**EXERCISE DESCRIPTION**
Rewrite all the records below with "tall grass" changed to "long grass" and nothing else altered. Leave the pictures out.

**RECORDED INFORMATION**

## start

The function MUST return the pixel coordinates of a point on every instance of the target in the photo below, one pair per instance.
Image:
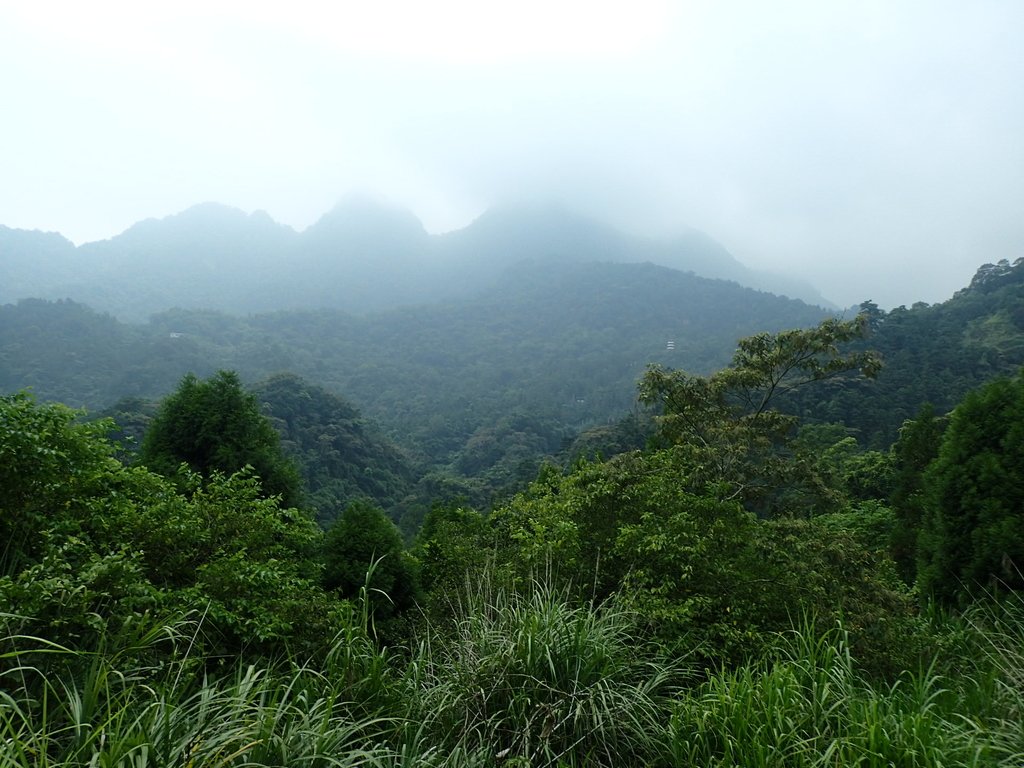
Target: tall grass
(91, 711)
(809, 708)
(534, 680)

## end

**SOLVED PROBLEM**
The function MUST return the pixel coordinates of a point on every instance of the target in the photo below, one pair per instance.
Image:
Target: long grass
(91, 711)
(809, 708)
(534, 680)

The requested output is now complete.